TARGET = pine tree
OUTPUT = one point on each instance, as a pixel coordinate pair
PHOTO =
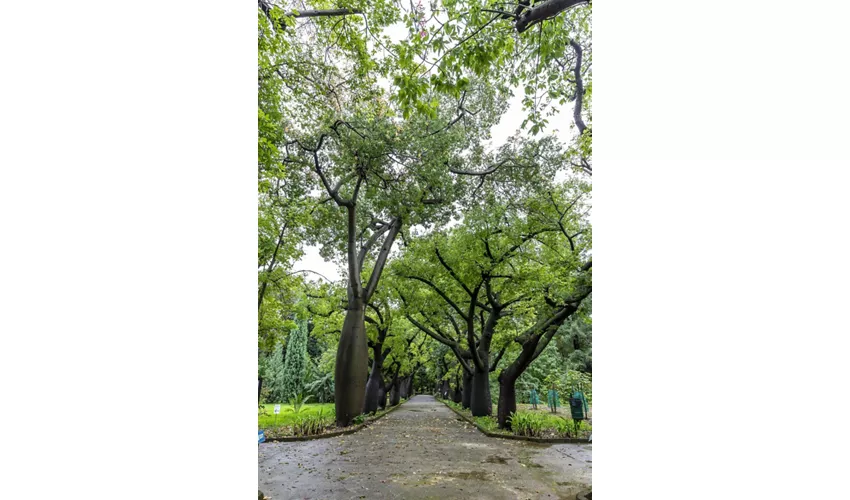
(295, 362)
(274, 375)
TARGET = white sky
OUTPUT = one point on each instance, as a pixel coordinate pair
(508, 125)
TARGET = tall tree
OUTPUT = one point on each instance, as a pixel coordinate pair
(296, 361)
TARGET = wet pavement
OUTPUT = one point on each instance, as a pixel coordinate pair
(422, 450)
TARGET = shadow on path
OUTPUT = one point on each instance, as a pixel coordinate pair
(422, 450)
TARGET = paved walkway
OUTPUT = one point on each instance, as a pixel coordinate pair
(422, 450)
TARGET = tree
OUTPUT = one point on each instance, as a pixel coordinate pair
(461, 39)
(520, 260)
(295, 361)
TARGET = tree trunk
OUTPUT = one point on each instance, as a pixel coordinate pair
(394, 395)
(382, 395)
(458, 392)
(373, 386)
(480, 403)
(507, 400)
(467, 389)
(444, 389)
(352, 363)
(404, 388)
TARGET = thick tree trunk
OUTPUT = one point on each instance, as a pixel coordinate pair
(394, 395)
(382, 395)
(373, 386)
(352, 363)
(444, 389)
(467, 389)
(404, 389)
(458, 392)
(507, 400)
(480, 404)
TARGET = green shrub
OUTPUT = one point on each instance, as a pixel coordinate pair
(489, 424)
(298, 401)
(311, 425)
(527, 424)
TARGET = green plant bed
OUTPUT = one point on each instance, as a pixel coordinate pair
(319, 421)
(266, 418)
(530, 424)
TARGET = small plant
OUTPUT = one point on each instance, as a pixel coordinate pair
(527, 424)
(298, 401)
(486, 423)
(564, 427)
(310, 425)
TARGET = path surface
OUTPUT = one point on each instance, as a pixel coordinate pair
(422, 450)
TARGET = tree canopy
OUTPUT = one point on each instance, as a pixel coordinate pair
(461, 259)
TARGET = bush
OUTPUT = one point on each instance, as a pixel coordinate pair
(311, 425)
(527, 424)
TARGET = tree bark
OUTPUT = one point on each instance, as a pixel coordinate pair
(373, 386)
(404, 388)
(458, 392)
(480, 404)
(507, 400)
(467, 389)
(352, 362)
(542, 11)
(444, 389)
(394, 393)
(382, 395)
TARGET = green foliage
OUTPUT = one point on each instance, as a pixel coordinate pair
(489, 424)
(267, 419)
(314, 424)
(295, 362)
(297, 401)
(322, 388)
(527, 424)
(274, 380)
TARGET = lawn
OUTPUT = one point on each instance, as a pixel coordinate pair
(536, 423)
(288, 417)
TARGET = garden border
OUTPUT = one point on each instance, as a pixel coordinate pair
(517, 438)
(354, 429)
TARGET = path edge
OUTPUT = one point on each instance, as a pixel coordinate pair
(511, 436)
(354, 429)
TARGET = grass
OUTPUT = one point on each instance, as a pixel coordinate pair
(288, 417)
(539, 423)
(313, 419)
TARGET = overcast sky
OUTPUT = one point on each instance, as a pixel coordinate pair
(508, 125)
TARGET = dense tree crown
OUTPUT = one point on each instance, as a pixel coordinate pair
(466, 265)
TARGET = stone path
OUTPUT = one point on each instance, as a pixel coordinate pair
(422, 450)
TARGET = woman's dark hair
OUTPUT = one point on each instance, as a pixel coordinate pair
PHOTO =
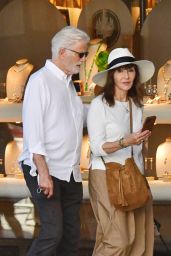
(136, 91)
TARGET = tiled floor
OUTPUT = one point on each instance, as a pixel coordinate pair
(19, 224)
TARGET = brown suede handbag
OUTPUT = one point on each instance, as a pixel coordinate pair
(128, 189)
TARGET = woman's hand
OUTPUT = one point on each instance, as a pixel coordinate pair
(137, 138)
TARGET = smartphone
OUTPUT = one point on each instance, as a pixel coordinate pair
(149, 123)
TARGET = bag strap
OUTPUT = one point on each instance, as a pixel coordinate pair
(131, 126)
(131, 122)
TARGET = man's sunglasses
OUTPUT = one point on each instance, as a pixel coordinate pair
(80, 54)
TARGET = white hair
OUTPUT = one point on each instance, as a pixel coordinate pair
(67, 37)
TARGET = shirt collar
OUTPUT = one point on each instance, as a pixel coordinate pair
(57, 71)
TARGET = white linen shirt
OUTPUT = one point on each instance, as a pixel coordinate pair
(109, 124)
(52, 122)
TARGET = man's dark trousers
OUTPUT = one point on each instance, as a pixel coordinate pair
(59, 217)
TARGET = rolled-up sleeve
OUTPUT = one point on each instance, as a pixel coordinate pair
(96, 127)
(33, 124)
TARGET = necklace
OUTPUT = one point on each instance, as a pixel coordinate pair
(166, 79)
(125, 105)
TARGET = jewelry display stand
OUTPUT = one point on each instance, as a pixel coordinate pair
(17, 77)
(89, 67)
(164, 81)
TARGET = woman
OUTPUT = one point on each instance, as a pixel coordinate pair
(118, 233)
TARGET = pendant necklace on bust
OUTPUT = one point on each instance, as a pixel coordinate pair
(125, 105)
(165, 78)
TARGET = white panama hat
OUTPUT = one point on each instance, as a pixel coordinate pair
(120, 57)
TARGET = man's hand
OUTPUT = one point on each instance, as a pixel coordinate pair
(46, 184)
(45, 181)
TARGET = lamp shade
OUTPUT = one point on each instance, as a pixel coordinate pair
(163, 158)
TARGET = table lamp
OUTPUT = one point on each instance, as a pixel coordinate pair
(163, 160)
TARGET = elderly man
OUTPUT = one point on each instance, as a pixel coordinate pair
(52, 123)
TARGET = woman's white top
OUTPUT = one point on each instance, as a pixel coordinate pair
(109, 124)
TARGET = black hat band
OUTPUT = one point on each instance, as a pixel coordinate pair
(121, 60)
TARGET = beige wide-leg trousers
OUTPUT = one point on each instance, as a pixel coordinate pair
(119, 233)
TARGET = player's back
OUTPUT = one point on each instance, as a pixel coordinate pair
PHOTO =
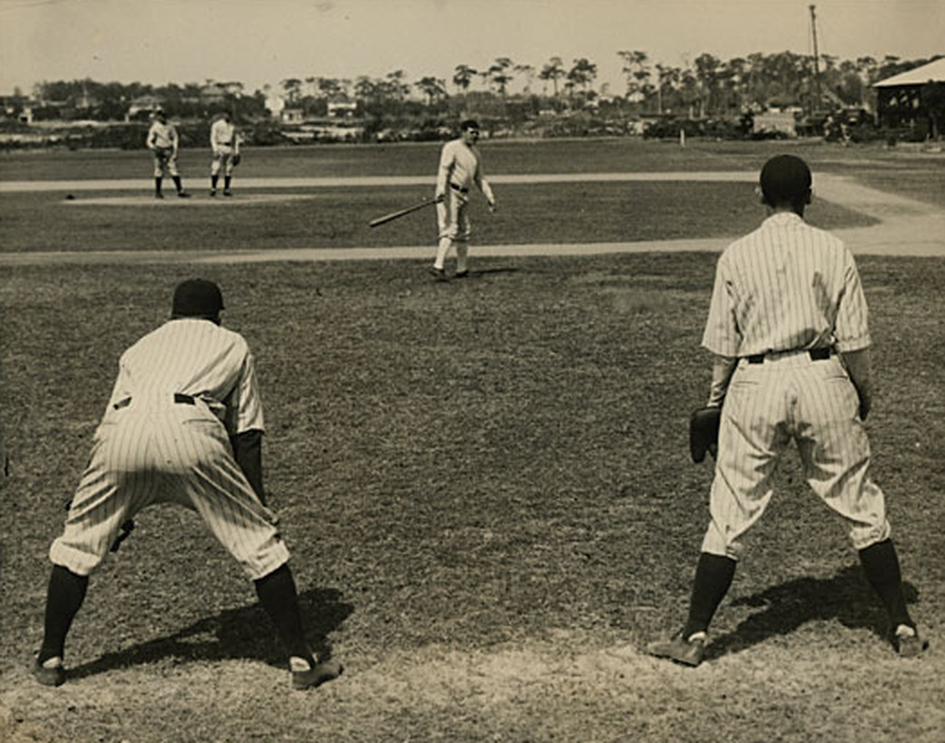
(787, 280)
(190, 356)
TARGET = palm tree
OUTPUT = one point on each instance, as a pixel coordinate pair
(462, 76)
(529, 72)
(554, 71)
(431, 87)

§ **To be done**
Please copy the lines from the one containing "TARGET = palm tree" through the end of the records, both ends included.

§ **Task response**
TARGET = palm tree
OUTPUT = one point on each instance, as a pixel coordinate pair
(462, 76)
(529, 72)
(554, 71)
(431, 87)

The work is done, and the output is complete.